Aim of the task -> Rewrite every line below as a Markdown table with two columns, Row and Line. Number each row, skip blank lines, and leave the pictures out of your answer.

Image box annotation records ->
.....
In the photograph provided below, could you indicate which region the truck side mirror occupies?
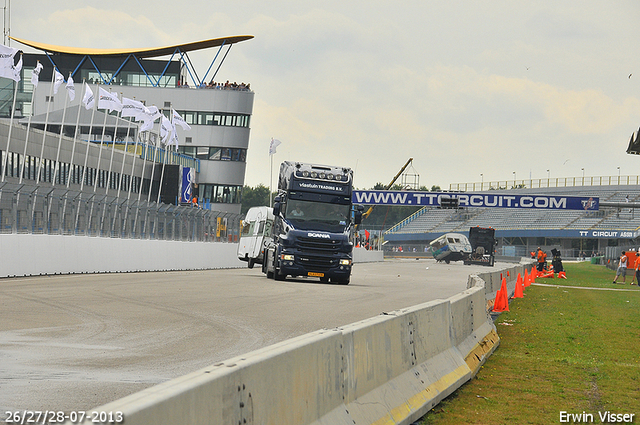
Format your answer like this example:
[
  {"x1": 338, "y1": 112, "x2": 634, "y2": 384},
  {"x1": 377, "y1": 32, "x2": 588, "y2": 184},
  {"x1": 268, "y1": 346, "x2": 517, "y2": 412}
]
[{"x1": 353, "y1": 211, "x2": 362, "y2": 224}]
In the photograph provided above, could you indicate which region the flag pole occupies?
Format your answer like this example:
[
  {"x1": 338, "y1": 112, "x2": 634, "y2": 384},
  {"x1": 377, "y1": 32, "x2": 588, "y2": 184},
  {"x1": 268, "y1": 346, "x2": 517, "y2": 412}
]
[
  {"x1": 76, "y1": 83, "x2": 98, "y2": 234},
  {"x1": 269, "y1": 148, "x2": 273, "y2": 208},
  {"x1": 49, "y1": 72, "x2": 69, "y2": 186},
  {"x1": 100, "y1": 89, "x2": 122, "y2": 234},
  {"x1": 156, "y1": 118, "x2": 173, "y2": 204},
  {"x1": 106, "y1": 91, "x2": 122, "y2": 195},
  {"x1": 89, "y1": 86, "x2": 109, "y2": 233},
  {"x1": 62, "y1": 76, "x2": 85, "y2": 229},
  {"x1": 34, "y1": 68, "x2": 56, "y2": 185},
  {"x1": 30, "y1": 67, "x2": 56, "y2": 227},
  {"x1": 20, "y1": 61, "x2": 40, "y2": 184},
  {"x1": 116, "y1": 107, "x2": 135, "y2": 199},
  {"x1": 2, "y1": 53, "x2": 20, "y2": 183},
  {"x1": 67, "y1": 79, "x2": 85, "y2": 189}
]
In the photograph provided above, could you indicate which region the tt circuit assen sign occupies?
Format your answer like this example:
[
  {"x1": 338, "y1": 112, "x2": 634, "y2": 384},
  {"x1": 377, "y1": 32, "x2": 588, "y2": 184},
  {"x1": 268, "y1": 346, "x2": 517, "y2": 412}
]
[{"x1": 352, "y1": 190, "x2": 599, "y2": 211}]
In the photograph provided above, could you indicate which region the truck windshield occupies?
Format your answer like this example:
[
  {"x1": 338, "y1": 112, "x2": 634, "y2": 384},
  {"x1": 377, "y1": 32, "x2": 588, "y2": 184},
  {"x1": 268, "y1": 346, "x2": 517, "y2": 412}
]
[{"x1": 285, "y1": 199, "x2": 351, "y2": 233}]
.....
Task response ->
| Row | Line |
|---|---|
| 1 | In the photograph provided below, could you indicate which region the truck side mirror occupies? |
| 2 | Format your answer like this example: |
| 3 | [ |
| 4 |   {"x1": 338, "y1": 112, "x2": 634, "y2": 384}, |
| 5 |   {"x1": 377, "y1": 32, "x2": 588, "y2": 184}, |
| 6 |   {"x1": 268, "y1": 346, "x2": 517, "y2": 412} |
| 7 | ] |
| 8 | [{"x1": 353, "y1": 211, "x2": 362, "y2": 224}] |
| 9 | In the photograph provided above, could you indicate which region the flag pole occupies? |
| 10 | Format your answer like this example: |
| 11 | [ |
| 12 |   {"x1": 338, "y1": 112, "x2": 634, "y2": 384}, |
| 13 |   {"x1": 377, "y1": 32, "x2": 588, "y2": 184}, |
| 14 |   {"x1": 268, "y1": 346, "x2": 517, "y2": 412} |
| 15 | ] |
| 16 | [ |
| 17 |   {"x1": 76, "y1": 83, "x2": 98, "y2": 234}, |
| 18 |   {"x1": 269, "y1": 148, "x2": 273, "y2": 208}, |
| 19 |   {"x1": 49, "y1": 72, "x2": 69, "y2": 186}, |
| 20 |   {"x1": 100, "y1": 89, "x2": 122, "y2": 234}, |
| 21 |   {"x1": 156, "y1": 118, "x2": 173, "y2": 204}, |
| 22 |   {"x1": 106, "y1": 91, "x2": 122, "y2": 195}, |
| 23 |   {"x1": 89, "y1": 86, "x2": 109, "y2": 233}, |
| 24 |   {"x1": 62, "y1": 76, "x2": 85, "y2": 229}, |
| 25 |   {"x1": 34, "y1": 68, "x2": 56, "y2": 185}, |
| 26 |   {"x1": 30, "y1": 67, "x2": 56, "y2": 227}, |
| 27 |   {"x1": 20, "y1": 61, "x2": 40, "y2": 184}, |
| 28 |   {"x1": 116, "y1": 107, "x2": 135, "y2": 199}, |
| 29 |   {"x1": 2, "y1": 53, "x2": 20, "y2": 183}, |
| 30 |   {"x1": 67, "y1": 79, "x2": 85, "y2": 189} |
| 31 | ] |
| 32 | In the photograph provided above, could you indicate which region the tt circuit assen sign occupies? |
| 33 | Format your answer like this example: |
| 34 | [ |
| 35 |   {"x1": 338, "y1": 112, "x2": 634, "y2": 384}, |
| 36 |   {"x1": 377, "y1": 32, "x2": 588, "y2": 184}, |
| 37 |   {"x1": 268, "y1": 346, "x2": 517, "y2": 412} |
| 38 | ] |
| 39 | [{"x1": 352, "y1": 190, "x2": 599, "y2": 211}] |
| 40 | In the photograph provided above, could you indicate which region the truck windshield occupies? |
| 41 | Format your answer like this example: |
| 42 | [ |
| 43 |   {"x1": 338, "y1": 112, "x2": 634, "y2": 384}, |
| 44 |   {"x1": 377, "y1": 32, "x2": 588, "y2": 184}, |
| 45 |   {"x1": 268, "y1": 346, "x2": 517, "y2": 412} |
| 46 | ] |
| 47 | [{"x1": 285, "y1": 199, "x2": 351, "y2": 233}] |